## Problems
• 1. Answer these about the article on Australia's safe harbour rules:
(a) To which sectors would the proposed legislation extend the safe harbour provisions?
(b) Which act introduced the existing safe harbour provisions into the Copyright Act 1968?
(c) Who is covered by the scheme at the moment?
• 2. Can you pick up the article on Australia's safe harbour rules after its final sentence and keep it going?

Music and film industry line up against tech sector

Organisations representing copyright holders are pitted against digital businesses and online service providers in Australia’s latest clash over intellectual property rules.

Late last year the federal government tabled a bill that, if passed, will expand Australia’s safe harbour rules. The proposed legislation will extend the Copyright Act’s safe harbour provisions to the disability, education, library, archive and cultural sectors.

Australia’s existing safe harbour provisions were introduced into the Copyright Act 1968 by the US Free Trade Agreement Implementation Act 2004.

At the moment only telcos (“carriage service providers”) are covered. The scheme essentially protects Australian telcos from being sued for copyright infringement carried out by customers utilising their services; for example if an Internet service they provide is used by one of their customers to download an unauthorised copy of a movie.

## Provided information
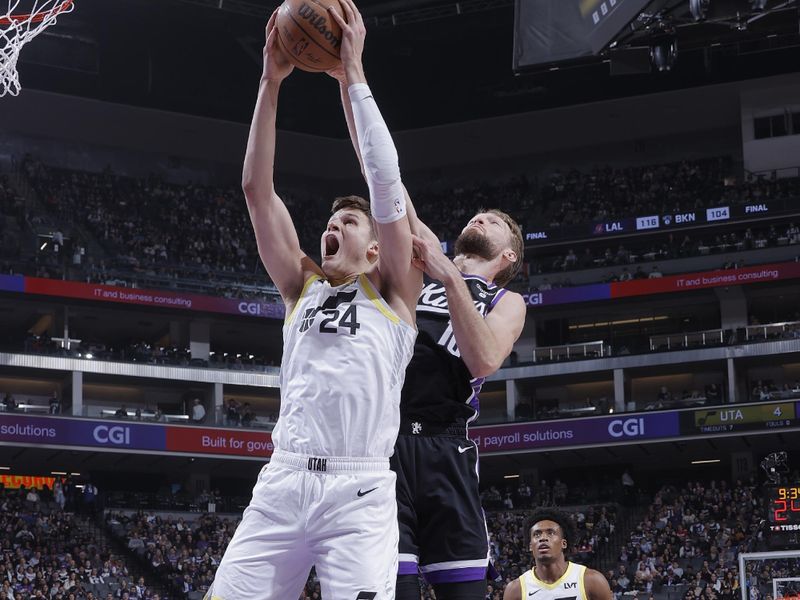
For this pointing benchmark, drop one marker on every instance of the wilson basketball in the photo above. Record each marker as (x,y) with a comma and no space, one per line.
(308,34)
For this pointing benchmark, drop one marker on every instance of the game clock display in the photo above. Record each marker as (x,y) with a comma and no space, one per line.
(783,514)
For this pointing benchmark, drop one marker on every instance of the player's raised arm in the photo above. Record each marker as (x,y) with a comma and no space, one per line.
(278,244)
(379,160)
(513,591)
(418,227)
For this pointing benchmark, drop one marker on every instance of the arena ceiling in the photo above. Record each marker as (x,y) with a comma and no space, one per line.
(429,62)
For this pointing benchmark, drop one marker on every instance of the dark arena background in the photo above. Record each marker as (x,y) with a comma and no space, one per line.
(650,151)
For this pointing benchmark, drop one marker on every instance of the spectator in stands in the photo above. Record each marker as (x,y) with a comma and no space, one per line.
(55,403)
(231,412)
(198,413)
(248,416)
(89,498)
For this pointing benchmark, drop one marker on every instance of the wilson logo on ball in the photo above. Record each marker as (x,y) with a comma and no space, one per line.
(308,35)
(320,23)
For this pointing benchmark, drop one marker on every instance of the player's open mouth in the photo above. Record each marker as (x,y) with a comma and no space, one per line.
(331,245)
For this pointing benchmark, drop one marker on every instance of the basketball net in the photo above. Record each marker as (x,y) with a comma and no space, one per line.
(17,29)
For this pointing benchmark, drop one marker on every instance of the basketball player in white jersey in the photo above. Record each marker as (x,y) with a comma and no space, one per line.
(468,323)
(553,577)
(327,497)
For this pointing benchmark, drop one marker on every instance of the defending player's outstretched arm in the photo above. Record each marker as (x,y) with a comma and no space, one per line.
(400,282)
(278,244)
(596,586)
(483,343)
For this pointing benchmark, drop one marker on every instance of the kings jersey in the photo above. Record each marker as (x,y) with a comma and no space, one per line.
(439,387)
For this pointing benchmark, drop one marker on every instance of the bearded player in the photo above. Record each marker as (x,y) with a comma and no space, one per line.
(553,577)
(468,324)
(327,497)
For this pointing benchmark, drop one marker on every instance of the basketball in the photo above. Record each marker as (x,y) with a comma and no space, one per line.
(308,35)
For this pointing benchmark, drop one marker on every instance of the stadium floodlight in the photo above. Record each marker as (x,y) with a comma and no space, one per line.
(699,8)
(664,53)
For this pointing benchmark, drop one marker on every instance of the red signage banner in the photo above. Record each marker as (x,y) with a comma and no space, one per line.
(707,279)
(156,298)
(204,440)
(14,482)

## Responses in order
• 1.
(a) The disability, education, library, archive and cultural sectors.
(b) The US Free Trade Agreement Implementation Act 2004.
(c) Only telcos ("carriage service providers").

• 2.
The safe harbour scheme covers four categories of activity — “transmitting, routing or providing connections”, automatic caching, storing copyright material “at the direction of a user”, and “referring users to an online location using information location tools or technology” (e.g. providing a search engine service).

The protections require that telcos abide by certain conditions, depending on the category of activity. Those conditions include a policy of terminating the accounts of repeat copyright infringers; abiding by relevant industry codes; removing or disabling access to cached material when they receive a notification from the relevant rights holder; removing access to copyright material on their system or network upon being notified that the material has been found to be infringing by a court; and removing or disabling access to copyright material if they become aware “that the material is infringing” or become aware “of facts or circumstances that make it apparent that the material is likely to be infringing”.

(Full details of the current scheme are outlined in the act.)

The amendments contained in the Copyright Amendment (Service Providers) Bill 2017 will mean that organisations such as universities, schools, public libraries, the National Archives of Australia and organisations that assist people with disabilities also benefit from the safe harbour protections.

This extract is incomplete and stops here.